WORK INSTRUCTIONS >>
Every record shown below is to be output exactly.

RAW DATA >>
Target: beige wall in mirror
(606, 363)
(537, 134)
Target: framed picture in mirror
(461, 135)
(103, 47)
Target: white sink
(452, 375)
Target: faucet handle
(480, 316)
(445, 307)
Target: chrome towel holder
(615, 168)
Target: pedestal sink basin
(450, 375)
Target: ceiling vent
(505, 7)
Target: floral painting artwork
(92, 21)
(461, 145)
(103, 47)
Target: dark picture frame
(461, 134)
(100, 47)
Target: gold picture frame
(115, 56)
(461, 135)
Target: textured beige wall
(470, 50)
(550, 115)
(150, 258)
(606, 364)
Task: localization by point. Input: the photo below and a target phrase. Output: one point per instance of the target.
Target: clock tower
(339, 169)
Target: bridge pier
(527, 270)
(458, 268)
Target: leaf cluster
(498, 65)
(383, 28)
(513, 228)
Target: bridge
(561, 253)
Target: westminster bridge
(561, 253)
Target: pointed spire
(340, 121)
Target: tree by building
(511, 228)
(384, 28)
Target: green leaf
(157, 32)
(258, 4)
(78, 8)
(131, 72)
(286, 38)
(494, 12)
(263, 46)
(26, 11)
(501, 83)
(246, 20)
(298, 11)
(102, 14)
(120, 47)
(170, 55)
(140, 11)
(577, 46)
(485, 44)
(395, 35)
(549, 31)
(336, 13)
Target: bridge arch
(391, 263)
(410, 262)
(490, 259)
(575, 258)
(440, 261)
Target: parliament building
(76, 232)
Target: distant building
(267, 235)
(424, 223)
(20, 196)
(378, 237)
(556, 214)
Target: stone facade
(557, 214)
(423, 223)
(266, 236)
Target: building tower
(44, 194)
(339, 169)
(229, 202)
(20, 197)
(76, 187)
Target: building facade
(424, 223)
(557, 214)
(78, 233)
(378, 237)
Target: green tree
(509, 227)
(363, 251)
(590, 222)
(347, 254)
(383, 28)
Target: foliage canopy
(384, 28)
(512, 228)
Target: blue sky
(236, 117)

SOLUTION >>
Target: beige wall in mirror
(606, 363)
(537, 134)
Target: framed picture in mirror
(461, 135)
(103, 47)
Target: white sink
(452, 375)
Target: faucet handle
(480, 316)
(445, 307)
Target: chrome towel holder
(615, 168)
Target: pedestal sink basin
(450, 375)
Target: ceiling vent
(505, 7)
Target: floral painting artwork
(92, 21)
(461, 145)
(103, 47)
Target: dark picture frame
(461, 134)
(100, 47)
Target: gold picture frame
(115, 56)
(461, 135)
Target: textured beige wall
(470, 50)
(550, 115)
(150, 258)
(606, 364)
Task: localization by point. Input: the photo below and a target phrase. Output: one point per instance of the target.
Target: clock tower
(339, 169)
Target: bridge pier
(527, 270)
(458, 268)
Target: leaf cluster
(498, 65)
(383, 28)
(513, 228)
Target: bridge
(561, 253)
Target: westminster bridge
(561, 253)
Target: pointed spire
(340, 121)
Target: tree by building
(511, 228)
(384, 28)
Target: green leaf
(157, 32)
(258, 4)
(78, 8)
(131, 72)
(286, 38)
(494, 12)
(263, 46)
(26, 11)
(501, 83)
(246, 20)
(298, 11)
(102, 14)
(120, 47)
(170, 55)
(140, 11)
(577, 46)
(485, 44)
(395, 35)
(549, 31)
(336, 13)
Target: bridge arch
(391, 263)
(410, 262)
(490, 259)
(575, 258)
(440, 261)
Target: parliament building
(76, 232)
Target: distant building
(267, 235)
(424, 223)
(20, 196)
(378, 237)
(556, 214)
Target: stone facade
(557, 214)
(423, 223)
(266, 236)
Target: building tower
(44, 194)
(339, 169)
(229, 202)
(20, 197)
(76, 187)
Target: building facade
(424, 223)
(557, 214)
(78, 233)
(378, 237)
Target: green tree
(509, 227)
(363, 251)
(590, 222)
(347, 254)
(383, 28)
Target: foliage canopy
(384, 28)
(512, 228)
Target: blue sky
(236, 117)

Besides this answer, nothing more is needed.